* [YOUR OBJECTIVE]
Look for the word "Outline" in the records, and copy each line where it appears.

*** Block opens ***

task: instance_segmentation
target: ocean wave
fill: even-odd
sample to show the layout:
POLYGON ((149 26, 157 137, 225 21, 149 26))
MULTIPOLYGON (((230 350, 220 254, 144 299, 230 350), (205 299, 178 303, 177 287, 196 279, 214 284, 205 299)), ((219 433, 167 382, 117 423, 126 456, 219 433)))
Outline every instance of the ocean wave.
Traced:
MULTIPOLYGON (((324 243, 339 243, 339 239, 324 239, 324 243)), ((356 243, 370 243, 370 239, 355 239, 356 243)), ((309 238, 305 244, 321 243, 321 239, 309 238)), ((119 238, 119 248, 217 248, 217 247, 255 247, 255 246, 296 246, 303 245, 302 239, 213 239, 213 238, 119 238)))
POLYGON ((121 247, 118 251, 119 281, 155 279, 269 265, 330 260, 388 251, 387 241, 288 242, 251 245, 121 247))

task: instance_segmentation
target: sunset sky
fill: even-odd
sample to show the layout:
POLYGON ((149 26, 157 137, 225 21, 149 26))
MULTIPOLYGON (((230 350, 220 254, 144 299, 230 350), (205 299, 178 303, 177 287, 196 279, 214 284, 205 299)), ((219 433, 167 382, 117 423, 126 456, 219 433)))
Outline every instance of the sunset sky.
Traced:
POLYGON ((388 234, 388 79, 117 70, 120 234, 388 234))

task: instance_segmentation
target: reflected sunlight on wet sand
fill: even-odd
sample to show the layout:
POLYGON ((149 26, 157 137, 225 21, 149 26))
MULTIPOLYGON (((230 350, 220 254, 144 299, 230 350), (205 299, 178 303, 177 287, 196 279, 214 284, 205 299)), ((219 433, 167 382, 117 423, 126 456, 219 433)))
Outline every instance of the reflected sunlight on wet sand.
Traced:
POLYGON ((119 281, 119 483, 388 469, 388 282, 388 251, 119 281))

*** Block closes ***

* [PROBLEM SOLUTION]
Outline every instance of the ocean wave.
Outline every instance of the sunset sky.
Outline every instance of the reflected sunlight on wet sand.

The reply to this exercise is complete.